* **PASSAGE**:
┌──

Evaluate $\lim_{x\to 0}\frac{e^{(x+1)^{1/x}}-(x+1)^{e/x}}{x^2}$

We have that

$$(x+1)^{\frac{1}{x}}=e^{\frac1x \log (1+x)}=e^{1-\frac12 x+\frac13x^2+o(x^2)}=e \cdot e^{-\frac12 x+\frac13x^2+o(x^2)}=e\left(1-\frac 1 2 x+\frac 1 3 x^2 +\frac12\left(-\frac12 x+\frac13x^2\right)^2+ o(x^2)\right) =e\left(1-\frac 1 2 x+\frac{11}{24}x^2+o(x^2)\right)$$

$$e^{{(x+1)}^{\frac{1}{x}}}=e^{e}e^{-\frac e 2 x+\frac{11e}{24}x^2+o(x^2)}=e^{e}\left(1-\frac e 2 x+\frac{11e}{24}x^2+\frac{e^2}{8}x^2+o(x^2)\right)$$

and

$$(x+1)^{\frac{e}{x}}=e^{\frac e x \log (1+x)}=e^{e-\frac e 2 x+\frac e3x^2+o(x^2)}=e^ee^{-\frac e 2 x+\frac e3x^2+o(x^2)}=e^e\left(1-\frac e 2 x+\frac e3x^2+\frac {e^2}{8}x^2+o(x^2)\right)$$

and thus

$$\dfrac{e^{(x+1)^{\frac{1}{x}}}-(x+1)^{\frac{e}{x}}}{x^2}=\frac{e^{e}\left(1-\frac e 2 x+\frac{11e}{24}x^2+\frac{e^2}{8}x^2+o(x^2)\right)-e^e\left(1-\frac e 2 x+\frac e3x^2+\frac {e^2}{8}x^2+o(x^2)\right)}{x^2}=$$

$$=\frac{\frac{11e^{e+1}}{24}x^2-\frac{e^{e+1}}{3}x^2+o(x^2)}{x^2}=\frac{\frac{e^{e+1}}{8}x^2+o(x^2)}{x^2}=\frac{e^{e+1}}{8}+o(1)\to \frac{e^{e+1}}{8}$$

The numerator is of the form $a-b$ where $a, b$ both tend to $e^e$. It can be rewritten as $$b\cdot\frac{\exp(\log (a/b)) - 1}{\log(a/b)}\cdot \log(a/b) $$ and the fraction in middle tends to $1$ (because $a/b\to 1$) and hence the desired limit is equal to the limit of expression $$e^e\cdot\frac{\log a - \log b} {x^2}$$ or $$e^e\cdot\dfrac{(1+x)^{1/x}-\dfrac{e}{x}\log(1+x)} {x^2}$$ Applying the same process again (numerator in form $a-b$ with $a, b$ tending to same number $e$ here) we can see that the desired limit is equal to the limit of $$e^e\cdot e\cdot\dfrac{\dfrac{\log(1+x)}{x}-1-\log\left(\dfrac{\log(1+x)}{x}\right)} {x^2}\tag{1}$$ This limit can now be evaluated via Taylor series without much effort. We have $$\frac{1}{x}\log(1+x)=1-\frac{x}{2}+\frac{x^2}{3}+o(x^2)$$ and the logarithm of the above series is $$-\frac{x} {2}+\frac{x^2}{3}-\frac{x^2}{8}+o(x^2)$$ Thus the desired limit is $e^{e+1}/8$.

└──

* **ACTION ITEM**:
What value does the passage give for the limit as $x$ approaches 0?

[Data drawn from a collection]
┌──

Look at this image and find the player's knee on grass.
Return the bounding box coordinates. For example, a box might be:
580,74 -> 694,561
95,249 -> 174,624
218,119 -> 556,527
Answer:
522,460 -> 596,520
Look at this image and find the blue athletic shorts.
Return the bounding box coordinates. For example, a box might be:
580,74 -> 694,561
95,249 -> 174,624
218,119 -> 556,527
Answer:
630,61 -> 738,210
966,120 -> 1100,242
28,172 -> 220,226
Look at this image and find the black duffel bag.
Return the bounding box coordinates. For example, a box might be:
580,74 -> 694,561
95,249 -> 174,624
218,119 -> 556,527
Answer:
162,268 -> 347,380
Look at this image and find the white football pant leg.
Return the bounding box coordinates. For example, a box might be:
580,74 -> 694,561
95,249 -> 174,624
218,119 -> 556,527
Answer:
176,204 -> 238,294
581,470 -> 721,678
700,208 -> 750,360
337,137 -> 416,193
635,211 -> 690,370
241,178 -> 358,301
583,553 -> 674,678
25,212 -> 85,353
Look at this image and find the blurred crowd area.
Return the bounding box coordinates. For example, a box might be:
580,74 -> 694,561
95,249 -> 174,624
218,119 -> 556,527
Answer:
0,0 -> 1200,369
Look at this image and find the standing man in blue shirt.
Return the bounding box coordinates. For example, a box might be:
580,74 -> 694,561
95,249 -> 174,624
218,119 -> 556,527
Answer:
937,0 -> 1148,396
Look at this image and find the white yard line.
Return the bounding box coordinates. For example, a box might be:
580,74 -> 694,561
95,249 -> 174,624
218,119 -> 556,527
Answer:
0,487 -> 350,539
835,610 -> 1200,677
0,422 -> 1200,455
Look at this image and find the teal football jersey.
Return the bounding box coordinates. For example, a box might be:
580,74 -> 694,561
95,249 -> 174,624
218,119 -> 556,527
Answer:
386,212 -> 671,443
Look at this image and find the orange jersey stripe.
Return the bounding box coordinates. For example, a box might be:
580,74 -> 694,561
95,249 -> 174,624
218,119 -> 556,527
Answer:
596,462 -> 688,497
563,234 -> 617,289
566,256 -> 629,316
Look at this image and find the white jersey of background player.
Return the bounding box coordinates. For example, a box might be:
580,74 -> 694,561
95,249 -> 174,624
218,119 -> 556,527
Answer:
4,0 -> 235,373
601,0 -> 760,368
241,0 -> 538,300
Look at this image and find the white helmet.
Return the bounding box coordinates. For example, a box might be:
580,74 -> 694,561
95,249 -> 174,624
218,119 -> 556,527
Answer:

└──

* **SOLUTION FOR THIS PROBLEM**:
The limit equals $e^{e+1}/8$.